- Directions for this task: Copy out all of the material exactly as presented.

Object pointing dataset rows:
'''

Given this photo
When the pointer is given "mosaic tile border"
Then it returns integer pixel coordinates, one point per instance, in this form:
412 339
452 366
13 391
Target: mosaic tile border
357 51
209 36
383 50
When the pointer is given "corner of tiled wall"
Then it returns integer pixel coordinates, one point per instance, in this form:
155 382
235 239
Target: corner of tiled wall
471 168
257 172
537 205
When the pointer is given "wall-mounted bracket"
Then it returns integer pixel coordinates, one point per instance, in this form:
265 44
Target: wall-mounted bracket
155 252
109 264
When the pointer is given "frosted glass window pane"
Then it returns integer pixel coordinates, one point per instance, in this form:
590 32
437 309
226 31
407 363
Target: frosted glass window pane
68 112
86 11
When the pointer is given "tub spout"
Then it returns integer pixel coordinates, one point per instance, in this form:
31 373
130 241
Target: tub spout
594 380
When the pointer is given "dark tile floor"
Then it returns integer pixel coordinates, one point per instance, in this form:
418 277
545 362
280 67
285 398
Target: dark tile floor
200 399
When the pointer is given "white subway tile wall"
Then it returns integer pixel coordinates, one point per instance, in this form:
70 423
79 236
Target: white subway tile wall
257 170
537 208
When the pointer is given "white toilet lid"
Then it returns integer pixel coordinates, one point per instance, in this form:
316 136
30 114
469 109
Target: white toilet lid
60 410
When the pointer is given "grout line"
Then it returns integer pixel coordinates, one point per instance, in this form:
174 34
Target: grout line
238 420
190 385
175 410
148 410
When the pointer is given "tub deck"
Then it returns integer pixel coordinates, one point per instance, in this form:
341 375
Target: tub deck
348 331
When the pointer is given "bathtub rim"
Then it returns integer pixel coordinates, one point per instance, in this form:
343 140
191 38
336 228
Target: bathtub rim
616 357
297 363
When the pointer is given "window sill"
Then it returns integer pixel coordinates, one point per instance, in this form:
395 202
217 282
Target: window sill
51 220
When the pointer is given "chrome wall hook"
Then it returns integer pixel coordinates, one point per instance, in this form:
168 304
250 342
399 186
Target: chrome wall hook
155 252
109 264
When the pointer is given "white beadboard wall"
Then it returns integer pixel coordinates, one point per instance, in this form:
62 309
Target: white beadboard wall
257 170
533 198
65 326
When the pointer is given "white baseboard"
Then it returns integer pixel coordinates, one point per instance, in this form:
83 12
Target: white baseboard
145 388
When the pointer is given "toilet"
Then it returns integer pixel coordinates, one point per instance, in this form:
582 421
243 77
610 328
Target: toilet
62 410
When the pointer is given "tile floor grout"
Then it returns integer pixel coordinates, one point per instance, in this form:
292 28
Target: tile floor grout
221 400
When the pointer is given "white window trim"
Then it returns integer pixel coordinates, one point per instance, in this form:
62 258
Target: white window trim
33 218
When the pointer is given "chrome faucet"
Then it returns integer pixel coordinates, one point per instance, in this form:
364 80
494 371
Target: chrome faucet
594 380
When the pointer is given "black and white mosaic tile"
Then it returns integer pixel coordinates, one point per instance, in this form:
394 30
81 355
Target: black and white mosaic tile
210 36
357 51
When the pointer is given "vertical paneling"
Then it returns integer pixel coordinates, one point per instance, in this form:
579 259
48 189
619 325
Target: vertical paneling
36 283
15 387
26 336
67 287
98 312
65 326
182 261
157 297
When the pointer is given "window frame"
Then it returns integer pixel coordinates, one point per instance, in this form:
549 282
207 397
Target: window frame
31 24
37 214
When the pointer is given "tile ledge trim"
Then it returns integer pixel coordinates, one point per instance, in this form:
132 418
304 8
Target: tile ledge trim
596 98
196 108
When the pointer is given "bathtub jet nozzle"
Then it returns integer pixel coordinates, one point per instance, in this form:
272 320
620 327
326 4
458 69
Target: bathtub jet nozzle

'''

- Written response:
Given this photo
When the pointer is given "mosaic tile border"
Then it returns integer pixel coordinates, one point per instance, in this form:
412 339
452 366
13 391
Target: mosaic tile border
357 51
209 36
383 50
When the pointer is given "corner of tiled wall"
Then it returns integer pixel coordinates, one point per instance, in this form:
155 382
235 239
Target: corner of tiled wall
471 168
257 172
537 205
When the pointer is given "wall-mounted bracket"
Then it returns integer pixel coordinates, one point per instance, in this form:
265 44
Target: wall-mounted bracket
155 252
109 264
When the pointer is given "frosted glass window pane"
Then it returns integer pixel coordinates, one point per instance, in this form:
590 32
437 309
226 31
407 363
Target: frosted glass window pane
68 112
86 11
When the pointer is given "tub spout"
Then it returns integer pixel coordinates, one point per instance, in this form:
31 373
130 241
Target: tub spout
594 380
When the pointer is given "dark tile floor"
Then it returns integer pixel coordinates, one point per instance, in this form:
418 277
545 362
280 67
285 398
Target: dark tile floor
200 399
When the pointer is given "white subway tile wall"
Then it returns integer pixel coordinates, one point per instance, in this form:
70 423
79 236
Target: white subway tile wall
257 170
537 208
When the pointer is given "white toilet lid"
Then it returns integer pixel coordinates, one point per instance, in this form:
316 136
30 114
469 109
Target: white toilet lid
60 410
When the pointer is given "grout line"
Then it returns integer pixel coordinates, one point per instance, in this form:
174 34
Target: grout line
238 420
190 385
175 410
148 410
When the pointer is given "tub deck"
Then it returns integer pixel coordinates, one point per instance, in this form:
341 375
Target: tub deck
348 331
When the pointer is given "bathtub rim"
Then it returns integer pixel coordinates, one point per instance, in this form:
343 140
191 38
336 228
Target: bathtub rim
616 357
297 363
When the pointer is given "window sill"
Then it returns integer pixel coordinates, one point per instance, in this form:
395 202
217 282
Target: window sill
51 220
When the pointer is given "chrome wall hook"
Then it returns integer pixel coordinates, one point per instance, in this form:
168 304
250 342
399 186
Target: chrome wall hook
155 252
109 264
When the pointer is given "white beadboard wall"
Then it returns integer pixel coordinates, one point per instance, in this form:
62 309
Target: white beadboard wall
257 170
533 198
65 326
When the pointer is given "white baseboard"
Then it returns integer pixel coordinates, one point per instance, in this form:
83 12
Target: white baseboard
145 388
When the pointer is given "toilet"
Then it returns integer pixel coordinates, one point per instance, in this form:
582 421
243 77
610 328
Target: toilet
62 410
When the pointer is given "tile floor grout"
Then it returns integer pixel coordinates, one point per instance, in this form:
292 28
Target: tile floor grout
221 400
When the pointer is given "white window trim"
Then it returns integer pixel coordinates, one point per instance, in this form:
62 258
Target: white window trim
33 218
When the pointer is given "chrome faucet"
Then it returns integer pixel coordinates, one point per instance, in this form:
364 80
494 371
Target: chrome faucet
594 380
When the pointer is given "black and white mosaic tile"
Then it returns integer pixel coordinates, one point per instance, in this form:
394 30
81 355
Target: black and white mosaic tile
210 36
357 51
When the pointer is given "vertical paneling"
Then it returns integer pixel coordinates, one point per instance, in this form:
579 259
48 189
619 325
Target: vertical paneling
36 283
15 387
26 336
67 287
98 312
65 326
182 261
157 297
When the pointer is given "window frame"
Then it returns integer pixel coordinates, one point per instance, in this form:
549 282
207 397
Target: window frame
31 24
37 214
When the pointer is given "tile ledge trim"
Then it returns integer pixel coordinates, one point per instance, in this form:
132 418
304 8
Target: tile ledge trim
596 98
196 108
When the pointer is given "bathtub jet nozzle"
Then it returns integer pixel coordinates, one point per instance, in this form:
272 320
620 327
326 4
458 69
Target: bathtub jet nozzle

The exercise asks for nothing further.